» Data rows
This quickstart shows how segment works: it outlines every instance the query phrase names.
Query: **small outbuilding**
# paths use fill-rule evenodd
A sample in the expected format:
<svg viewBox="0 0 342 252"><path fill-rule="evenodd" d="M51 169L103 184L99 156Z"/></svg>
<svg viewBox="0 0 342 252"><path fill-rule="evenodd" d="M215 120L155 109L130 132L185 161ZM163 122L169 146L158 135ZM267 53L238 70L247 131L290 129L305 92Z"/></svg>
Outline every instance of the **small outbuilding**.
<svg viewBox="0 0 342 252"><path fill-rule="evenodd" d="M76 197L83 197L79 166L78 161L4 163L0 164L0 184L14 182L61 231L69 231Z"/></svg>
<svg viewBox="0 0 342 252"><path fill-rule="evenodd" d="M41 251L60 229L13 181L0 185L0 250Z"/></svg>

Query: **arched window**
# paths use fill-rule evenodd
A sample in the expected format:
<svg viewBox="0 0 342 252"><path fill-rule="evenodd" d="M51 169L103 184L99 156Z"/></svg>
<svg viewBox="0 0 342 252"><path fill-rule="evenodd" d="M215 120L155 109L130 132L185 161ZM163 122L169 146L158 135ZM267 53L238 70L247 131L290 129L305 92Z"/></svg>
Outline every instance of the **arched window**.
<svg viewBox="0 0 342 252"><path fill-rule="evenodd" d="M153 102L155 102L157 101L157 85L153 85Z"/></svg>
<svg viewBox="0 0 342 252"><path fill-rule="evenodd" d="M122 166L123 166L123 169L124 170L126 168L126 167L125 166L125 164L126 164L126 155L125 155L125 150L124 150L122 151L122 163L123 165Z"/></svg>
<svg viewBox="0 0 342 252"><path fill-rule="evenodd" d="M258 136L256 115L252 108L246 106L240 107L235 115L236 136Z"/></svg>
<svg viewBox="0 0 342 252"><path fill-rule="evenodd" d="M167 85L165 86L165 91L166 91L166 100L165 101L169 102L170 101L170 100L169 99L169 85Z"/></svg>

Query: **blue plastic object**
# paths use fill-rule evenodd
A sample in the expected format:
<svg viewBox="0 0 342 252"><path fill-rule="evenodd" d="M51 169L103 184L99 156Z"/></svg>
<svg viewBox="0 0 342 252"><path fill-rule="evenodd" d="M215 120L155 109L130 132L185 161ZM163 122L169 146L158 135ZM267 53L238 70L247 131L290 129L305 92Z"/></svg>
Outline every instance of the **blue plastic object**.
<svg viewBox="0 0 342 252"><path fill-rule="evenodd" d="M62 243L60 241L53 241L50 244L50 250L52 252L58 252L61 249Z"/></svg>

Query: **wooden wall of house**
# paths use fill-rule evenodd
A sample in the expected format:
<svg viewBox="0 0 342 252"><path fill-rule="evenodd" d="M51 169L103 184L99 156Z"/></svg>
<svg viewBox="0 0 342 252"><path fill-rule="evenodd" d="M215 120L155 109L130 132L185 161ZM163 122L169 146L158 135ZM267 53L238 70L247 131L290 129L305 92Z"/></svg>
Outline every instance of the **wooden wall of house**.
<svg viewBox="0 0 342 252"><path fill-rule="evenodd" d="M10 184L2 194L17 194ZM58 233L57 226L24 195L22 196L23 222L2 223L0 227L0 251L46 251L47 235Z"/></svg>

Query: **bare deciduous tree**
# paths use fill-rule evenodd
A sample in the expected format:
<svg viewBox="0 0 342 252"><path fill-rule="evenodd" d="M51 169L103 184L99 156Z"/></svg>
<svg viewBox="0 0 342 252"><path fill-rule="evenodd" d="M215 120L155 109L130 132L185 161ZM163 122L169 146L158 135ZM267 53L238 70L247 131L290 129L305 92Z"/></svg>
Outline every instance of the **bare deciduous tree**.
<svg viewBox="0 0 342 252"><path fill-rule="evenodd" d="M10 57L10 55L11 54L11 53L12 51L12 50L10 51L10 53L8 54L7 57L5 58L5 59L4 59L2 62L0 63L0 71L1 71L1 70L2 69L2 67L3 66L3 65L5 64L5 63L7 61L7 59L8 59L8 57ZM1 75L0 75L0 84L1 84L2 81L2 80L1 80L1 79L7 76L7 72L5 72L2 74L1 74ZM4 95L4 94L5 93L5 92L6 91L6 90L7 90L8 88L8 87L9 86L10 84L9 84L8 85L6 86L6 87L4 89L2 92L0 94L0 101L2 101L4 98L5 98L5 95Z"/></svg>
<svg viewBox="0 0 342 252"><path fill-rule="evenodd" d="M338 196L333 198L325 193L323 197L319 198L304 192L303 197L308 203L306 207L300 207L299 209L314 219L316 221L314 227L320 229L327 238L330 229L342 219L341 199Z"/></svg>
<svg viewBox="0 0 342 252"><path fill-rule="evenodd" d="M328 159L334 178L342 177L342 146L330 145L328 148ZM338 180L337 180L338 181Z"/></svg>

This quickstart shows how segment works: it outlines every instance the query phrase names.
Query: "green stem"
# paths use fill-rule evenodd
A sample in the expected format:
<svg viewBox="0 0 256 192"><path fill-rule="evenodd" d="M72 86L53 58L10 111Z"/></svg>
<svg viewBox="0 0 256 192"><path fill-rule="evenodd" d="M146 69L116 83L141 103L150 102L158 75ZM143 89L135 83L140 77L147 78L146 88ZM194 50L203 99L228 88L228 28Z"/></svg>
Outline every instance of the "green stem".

» Exercise requirements
Set out every row above as a numbered list, skipping the blank lines.

» Task solution
1. This quickstart shows how segment works: it outlines every instance the query phrase names.
2. Query: **small outbuilding**
3. # paths use fill-rule evenodd
4. A sample in the expected format:
5. <svg viewBox="0 0 342 252"><path fill-rule="evenodd" d="M51 169L103 184L99 156Z"/></svg>
6. <svg viewBox="0 0 342 252"><path fill-rule="evenodd" d="M215 120L155 109L130 132L185 161ZM163 122L169 146L158 135ZM267 53L238 70L247 131L290 129L305 92Z"/></svg>
7. Outline every instance of the **small outbuilding**.
8. <svg viewBox="0 0 342 252"><path fill-rule="evenodd" d="M76 197L83 197L79 166L78 161L4 163L0 164L0 184L14 182L61 231L69 231Z"/></svg>
9. <svg viewBox="0 0 342 252"><path fill-rule="evenodd" d="M41 251L60 229L13 181L0 185L0 250Z"/></svg>
10. Query: **arched window**
11. # paths use fill-rule evenodd
12. A sample in the expected format:
13. <svg viewBox="0 0 342 252"><path fill-rule="evenodd" d="M51 169L103 184L99 156Z"/></svg>
14. <svg viewBox="0 0 342 252"><path fill-rule="evenodd" d="M215 120L155 109L130 132L185 161ZM163 122L169 146L158 135ZM267 53L238 70L247 131L290 129L305 92Z"/></svg>
15. Outline every instance of the **arched window**.
16. <svg viewBox="0 0 342 252"><path fill-rule="evenodd" d="M153 102L155 102L157 101L157 85L153 85Z"/></svg>
17. <svg viewBox="0 0 342 252"><path fill-rule="evenodd" d="M122 166L123 166L123 169L124 170L126 168L126 167L125 166L125 164L126 164L126 155L125 155L125 150L124 150L122 151L122 163L123 165Z"/></svg>
18. <svg viewBox="0 0 342 252"><path fill-rule="evenodd" d="M258 136L256 115L252 108L246 106L240 107L235 115L236 136Z"/></svg>
19. <svg viewBox="0 0 342 252"><path fill-rule="evenodd" d="M167 85L165 86L165 91L166 91L166 100L165 101L169 102L170 101L170 100L169 99L169 85Z"/></svg>
20. Query: **blue plastic object**
21. # paths use fill-rule evenodd
22. A sample in the expected format:
23. <svg viewBox="0 0 342 252"><path fill-rule="evenodd" d="M51 169L103 184L99 156Z"/></svg>
24. <svg viewBox="0 0 342 252"><path fill-rule="evenodd" d="M215 120L155 109L130 132L185 161ZM163 122L169 146L158 135ZM267 53L238 70L247 131L290 129L305 92Z"/></svg>
25. Outline every instance of the **blue plastic object**.
26. <svg viewBox="0 0 342 252"><path fill-rule="evenodd" d="M62 243L60 241L53 241L50 244L50 250L52 252L58 252L61 249Z"/></svg>
27. Query: **wooden wall of house**
28. # paths use fill-rule evenodd
29. A sample in the expected format:
30. <svg viewBox="0 0 342 252"><path fill-rule="evenodd" d="M51 169L103 184L99 156Z"/></svg>
31. <svg viewBox="0 0 342 252"><path fill-rule="evenodd" d="M215 120L155 109L130 132L185 161ZM163 122L169 146L158 135ZM267 53L238 70L247 131L290 129L305 92Z"/></svg>
32. Outline every instance of the **wooden wall of house**.
33. <svg viewBox="0 0 342 252"><path fill-rule="evenodd" d="M10 184L2 194L17 194ZM58 233L57 226L24 195L22 196L23 222L2 223L0 227L0 251L46 251L47 235Z"/></svg>
34. Query: **bare deciduous tree**
35. # paths use fill-rule evenodd
36. A sample in the expected format:
37. <svg viewBox="0 0 342 252"><path fill-rule="evenodd" d="M51 169L103 184L99 156Z"/></svg>
38. <svg viewBox="0 0 342 252"><path fill-rule="evenodd" d="M215 120L155 109L130 132L185 161ZM163 122L169 146L158 135ZM267 53L238 70L247 131L290 129L305 92Z"/></svg>
39. Outline every instance of the **bare deciduous tree**.
40. <svg viewBox="0 0 342 252"><path fill-rule="evenodd" d="M10 57L10 55L11 54L11 53L12 51L12 50L10 51L10 53L8 54L7 57L5 58L5 59L4 59L2 62L0 63L0 71L1 71L1 70L2 69L2 67L3 66L3 65L5 64L5 63L7 61L7 59L8 59L8 57ZM1 75L0 75L0 84L1 84L2 81L2 80L1 80L1 79L7 76L7 72L5 72L2 74L1 74ZM4 95L4 94L5 93L5 92L6 91L6 90L7 90L8 88L8 87L9 86L10 84L9 84L8 85L6 86L6 87L4 89L2 92L0 94L0 101L2 101L4 98L5 98L5 95Z"/></svg>
41. <svg viewBox="0 0 342 252"><path fill-rule="evenodd" d="M338 196L333 198L325 193L323 197L319 198L304 192L303 197L308 203L306 207L300 207L299 209L314 219L316 221L314 227L320 229L327 238L330 229L342 219L341 199Z"/></svg>
42. <svg viewBox="0 0 342 252"><path fill-rule="evenodd" d="M328 159L334 178L342 177L342 146L330 145L328 148ZM338 180L337 180L338 181Z"/></svg>
43. This quickstart shows how segment works: it outlines every instance the query phrase names.
44. Query: "green stem"
45. # paths use fill-rule evenodd
46. A sample in the expected format:
47. <svg viewBox="0 0 256 192"><path fill-rule="evenodd" d="M72 86L53 58L10 111Z"/></svg>
48. <svg viewBox="0 0 256 192"><path fill-rule="evenodd" d="M146 69L116 83L141 103L150 102L158 75ZM143 89L135 83L140 77L147 78L146 88ZM194 50L203 99L228 88L228 28Z"/></svg>
49. Outline every instance of the "green stem".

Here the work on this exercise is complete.